Along with the Sino-Vietnamese war of 1979, the Communist Vietnamese invasion of Communist Cambodia in that same year was another bout of infighting among Asian Reds which was potentially confusing for western observers. Almost everyone knows about the genocidal regime run by the Khmer Rouge in Cambodia in the late 1970s, but far fewer people are aware of the chain of events which led America's enemies in Vietnam to sweep the Khmer Rouge from power, or that the United States continued to back the genocidal Cambodians for a decade afterwards.
There had been a time when the Vietnamese and Cambodian communists had all been part of the same party and they had spent decades fighting western-backed regimes in their respective countries, as had their friends in Laos. While the Cambodian Khmer Rouge had not fought the Americans, they had received widespread support from the North Vietnamese, who had virtually taken over parts of Cambodia and used them as staging areas to rest and train before attacking South Vietnam.
It was this virtual annexation of parts of Cambodia that led Richard Nixon to order American and South Vietnamese troops into Cambodia in 1970, by which time the Viet Cong and Khmer Rouge were co-operating more closely than ever before; bizarrely for the Cambodians, they found themselves in the strange position of being allowed to use parts of their own country which were under the control of the North Vietnamese as a staging area of their own to attack the western-backed government in Phnom Penh. While glad of the assistance, it irked them to see the Vietnamese virtually annexing parts of Cambodia for their own ends. As both communist movements neared success in their own countries in 1975, the Khmer Rouge began to distance themselves from the Vietnamese more and more, purging Vietnamese-trained personnel from their ranks.
The final victory for both Communist movements came in spring 1975 when North Vietnamese armoured columns swept into Saigon and Khmer troops marched into Phnom Penh. The Khmer Rouge declared it to be Year Zero and prepared to embark on a root-and-branch revolution in Cambodia which was accompanied by one of the worst genocides of the twentieth century, in which some two million people died. Not wanting to be distracted from their work, the Khmer Rouge were fearful that the Vietnamese Communists were plotting to dominate them and establish a federation of states which would be run from Hanoi. Not only did this offend Khmer nationalism, but it was also a risk to the radical revolution that the Cambodians wanted to carry out - Vietnam was moving into the more conservative Soviet camp, while the genocidal Khmer found their home under the zealous wings of Mao Zedong.
It's a commonplace of revolutionary history that radical regimes often end up turning their guns outwards - think of Napoleon's wars or the war against Iraq which followed the Iranian Revolution. The Khmer started doing the same, launching major attacks on Vietnam which had the rational aim of discouraging Vietnamese expansionism but surely were also rooted in the psychological pressure created by the extreme descent into violence inside Cambodia's borders. Whipping up a bit of nationalism wouldn't hurt the revolution, either. The Vietnamese seemed genuinely shocked that their erstwhile allies would turn on them, even though their own behaviour towards China was similar. Perceiving the Khmer Rouge as unhinged and sensing that the Chinese would continue to egg them on, the Vietnamese decided to take action. In December 1978, they invaded Cambodia, and by January 1979 it was all over.

### Given request 1
Name every person mentioned in the passage on Vietnam's invasion of Cambodia.
### Given request 2
Reproduce the passage on Vietnam's invasion of Cambodia word for word, from "Along with the" up to and including "a decade afterwards.".

### Supplied material
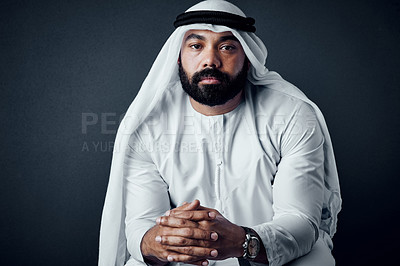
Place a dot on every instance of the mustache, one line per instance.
(209, 72)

### Expected output 1
Richard Nixon, Mao Zedong, Napoleon

### Expected output 2
Along with the Sino-Vietnamese war of 1979, the Communist Vietnamese invasion of Communist Cambodia in that same year was another bout of infighting among Asian Reds which was potentially confusing for western observers. Almost everyone knows about the genocidal regime run by the Khmer Rouge in Cambodia in the late 1970s, but far fewer people are aware of the chain of events which led America's enemies in Vietnam to sweep the Khmer Rouge from power, or that the United States continued to back the genocidal Cambodians for a decade afterwards.